━━━ Data to use ━━━

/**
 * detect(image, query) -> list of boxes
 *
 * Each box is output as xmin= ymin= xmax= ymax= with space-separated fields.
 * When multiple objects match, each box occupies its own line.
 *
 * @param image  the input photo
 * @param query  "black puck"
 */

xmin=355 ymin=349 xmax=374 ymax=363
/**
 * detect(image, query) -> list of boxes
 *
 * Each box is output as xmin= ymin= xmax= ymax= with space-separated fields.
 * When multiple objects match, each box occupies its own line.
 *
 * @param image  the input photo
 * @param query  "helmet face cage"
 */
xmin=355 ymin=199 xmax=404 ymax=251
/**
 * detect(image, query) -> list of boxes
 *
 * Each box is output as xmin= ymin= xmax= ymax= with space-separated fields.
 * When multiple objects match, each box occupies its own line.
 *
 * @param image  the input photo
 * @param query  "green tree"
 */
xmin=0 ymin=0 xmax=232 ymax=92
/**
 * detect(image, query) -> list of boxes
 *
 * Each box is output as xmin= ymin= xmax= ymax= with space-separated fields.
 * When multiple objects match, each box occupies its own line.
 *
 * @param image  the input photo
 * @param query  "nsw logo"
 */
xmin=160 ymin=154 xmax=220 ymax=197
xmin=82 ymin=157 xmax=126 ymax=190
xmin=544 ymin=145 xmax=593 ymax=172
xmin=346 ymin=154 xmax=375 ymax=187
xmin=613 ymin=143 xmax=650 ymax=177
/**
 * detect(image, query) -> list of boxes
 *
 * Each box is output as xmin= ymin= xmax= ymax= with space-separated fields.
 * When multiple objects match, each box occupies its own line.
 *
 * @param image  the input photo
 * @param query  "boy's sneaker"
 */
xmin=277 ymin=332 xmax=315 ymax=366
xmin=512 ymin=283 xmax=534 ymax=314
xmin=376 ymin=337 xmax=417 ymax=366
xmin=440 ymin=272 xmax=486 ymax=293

━━━

Assignment:
Would you output every entry exactly as it was written?

Exercise response:
/**
 * detect(image, query) -> list of boxes
 *
 * Each box is output as xmin= ymin= xmax= ymax= with space-separated fields.
 * When multiple objects match, each box occupies its own line.
 *
 * @param image  the input photo
 * @param query  "black puck"
 */

xmin=355 ymin=349 xmax=374 ymax=363
/**
 * detect(image, query) -> list of boxes
 *
 * Each box is output as xmin= ymin= xmax= ymax= with space-separated fields.
 * When multiple objects match, each box occupies its own line.
 *
 * @param image  the input photo
 * @param query  "helmet face cage"
 */
xmin=355 ymin=199 xmax=404 ymax=251
/**
 * detect(image, query) -> list of boxes
 *
 * Each box is output as xmin= ymin= xmax= ymax= with space-separated fields.
 * When multiple objects match, each box occupies its own line.
 *
 * @param image  the input photo
 * @param query  "green tree"
 */
xmin=0 ymin=0 xmax=232 ymax=92
/**
 * detect(image, query) -> list of boxes
 *
 * Each box is output as xmin= ymin= xmax= ymax= with space-separated fields.
 * When multiple objects match, each box occupies its own line.
 *
 * @param image  the input photo
 * @param query  "nsw logo"
 */
xmin=160 ymin=154 xmax=220 ymax=197
xmin=82 ymin=157 xmax=126 ymax=190
xmin=544 ymin=145 xmax=593 ymax=172
xmin=346 ymin=154 xmax=375 ymax=187
xmin=613 ymin=143 xmax=650 ymax=177
/**
 * detect(image, query) -> list of boxes
 *
 * Each box is output as xmin= ymin= xmax= ymax= with space-separated fields.
 * When multiple objects match, each box occupies its own line.
 *
 * @param image  the input photo
 * @param query  "boy's sneaker"
 */
xmin=277 ymin=332 xmax=315 ymax=366
xmin=512 ymin=283 xmax=534 ymax=314
xmin=376 ymin=337 xmax=417 ymax=366
xmin=440 ymin=272 xmax=486 ymax=293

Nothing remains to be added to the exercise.